SUPPLIED TEXT:
"""

ZAHN: And what was it like to be on the water for first time after you were so severely attacked?

HAMILTON: I was just happy, nervous, scared, all at the same time. And by the time I caught my first wave, I just had tears of joy. And I rode it all the way to the beach. And I was just so happy, just to be in the water, just to be surfing.

(END VIDEOTAPE)

ZAHN: Guess we shouldn't be too surprised Bethany has used her publicity to help others, and she raised thousands of dollars for tsunami victims.

Coming at the top of the hour, that's exactly where we find the king of television, Larry King standing by. How are you doing tonight, Lar?

LARRY KING, HOST, "LARRY KING LIVE": The king of television?

ZAHN: That was very clever, wasn't it? I took your last name and kind of like put it in a sentence.

KING: I like it. You're like my queen, Paula.

ZAHN: Oh, this is getting good, Larry.

KING: Yeah.

"""

[Data drawn from a collection]
"""

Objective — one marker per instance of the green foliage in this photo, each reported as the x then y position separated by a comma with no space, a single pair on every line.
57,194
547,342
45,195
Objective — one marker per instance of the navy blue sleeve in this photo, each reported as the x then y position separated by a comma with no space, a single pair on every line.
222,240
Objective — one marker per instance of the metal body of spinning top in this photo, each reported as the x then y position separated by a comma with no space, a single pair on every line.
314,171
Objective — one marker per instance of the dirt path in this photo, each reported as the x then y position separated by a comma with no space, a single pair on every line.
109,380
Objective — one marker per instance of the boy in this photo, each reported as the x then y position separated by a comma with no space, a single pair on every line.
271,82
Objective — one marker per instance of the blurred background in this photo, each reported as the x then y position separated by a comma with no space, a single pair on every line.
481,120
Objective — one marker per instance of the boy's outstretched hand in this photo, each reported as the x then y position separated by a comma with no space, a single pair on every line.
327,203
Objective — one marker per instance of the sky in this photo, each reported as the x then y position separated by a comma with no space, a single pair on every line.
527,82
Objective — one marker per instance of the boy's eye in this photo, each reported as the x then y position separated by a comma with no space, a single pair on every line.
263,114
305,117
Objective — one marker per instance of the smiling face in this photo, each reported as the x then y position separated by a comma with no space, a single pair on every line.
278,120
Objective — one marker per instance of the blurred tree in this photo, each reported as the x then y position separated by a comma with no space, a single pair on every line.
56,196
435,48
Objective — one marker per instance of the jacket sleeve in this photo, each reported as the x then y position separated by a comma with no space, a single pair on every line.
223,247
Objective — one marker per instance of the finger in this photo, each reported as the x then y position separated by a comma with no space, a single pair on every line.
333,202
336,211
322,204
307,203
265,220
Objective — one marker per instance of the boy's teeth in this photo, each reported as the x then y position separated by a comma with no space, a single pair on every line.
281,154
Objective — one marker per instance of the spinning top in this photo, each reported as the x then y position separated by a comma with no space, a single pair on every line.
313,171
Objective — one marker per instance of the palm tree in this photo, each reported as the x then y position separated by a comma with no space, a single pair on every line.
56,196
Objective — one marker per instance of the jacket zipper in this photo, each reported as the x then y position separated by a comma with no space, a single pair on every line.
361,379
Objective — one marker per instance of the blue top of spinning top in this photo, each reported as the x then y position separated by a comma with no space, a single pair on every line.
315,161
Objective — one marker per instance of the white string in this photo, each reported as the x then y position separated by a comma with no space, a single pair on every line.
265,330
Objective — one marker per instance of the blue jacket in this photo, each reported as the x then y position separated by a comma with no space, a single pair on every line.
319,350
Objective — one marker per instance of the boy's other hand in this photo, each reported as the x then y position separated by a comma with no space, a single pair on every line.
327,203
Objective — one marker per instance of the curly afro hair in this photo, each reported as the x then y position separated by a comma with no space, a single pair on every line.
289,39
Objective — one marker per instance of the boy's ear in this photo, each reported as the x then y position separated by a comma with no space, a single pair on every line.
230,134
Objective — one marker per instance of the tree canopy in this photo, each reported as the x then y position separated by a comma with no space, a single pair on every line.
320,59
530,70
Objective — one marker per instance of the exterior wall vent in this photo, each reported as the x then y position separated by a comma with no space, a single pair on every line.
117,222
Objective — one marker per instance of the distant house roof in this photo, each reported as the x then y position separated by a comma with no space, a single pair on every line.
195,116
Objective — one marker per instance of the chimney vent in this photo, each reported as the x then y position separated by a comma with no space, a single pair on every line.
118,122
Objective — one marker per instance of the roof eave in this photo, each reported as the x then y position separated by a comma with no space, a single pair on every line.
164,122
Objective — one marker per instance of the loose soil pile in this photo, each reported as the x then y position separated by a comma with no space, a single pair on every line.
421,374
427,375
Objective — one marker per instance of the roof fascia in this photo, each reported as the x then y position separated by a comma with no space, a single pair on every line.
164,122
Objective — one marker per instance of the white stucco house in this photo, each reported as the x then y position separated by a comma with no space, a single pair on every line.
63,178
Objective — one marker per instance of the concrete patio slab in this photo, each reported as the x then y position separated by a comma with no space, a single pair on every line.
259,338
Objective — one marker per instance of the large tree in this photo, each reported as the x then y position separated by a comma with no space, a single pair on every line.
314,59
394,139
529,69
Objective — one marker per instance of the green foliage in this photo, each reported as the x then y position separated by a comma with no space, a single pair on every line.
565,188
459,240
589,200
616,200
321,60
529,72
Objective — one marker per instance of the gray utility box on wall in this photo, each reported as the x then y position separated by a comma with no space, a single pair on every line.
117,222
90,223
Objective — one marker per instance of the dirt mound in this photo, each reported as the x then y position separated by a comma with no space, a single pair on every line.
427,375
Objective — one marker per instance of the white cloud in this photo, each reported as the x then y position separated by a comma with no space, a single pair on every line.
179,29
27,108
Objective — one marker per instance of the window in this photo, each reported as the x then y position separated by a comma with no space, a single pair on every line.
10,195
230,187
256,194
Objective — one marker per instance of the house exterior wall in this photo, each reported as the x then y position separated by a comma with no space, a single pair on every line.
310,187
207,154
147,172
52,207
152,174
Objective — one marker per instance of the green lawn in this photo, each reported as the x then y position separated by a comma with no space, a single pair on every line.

"""

REQUIREMENT 1: List every speaker who has lines in the transcript.
REQUIREMENT 2: According to the transcript, who did Bethany raise thousands of dollars for?

EXPECTED ANSWER 1: Zahn, Hamilton, Larry King

EXPECTED ANSWER 2: Tsunami victims.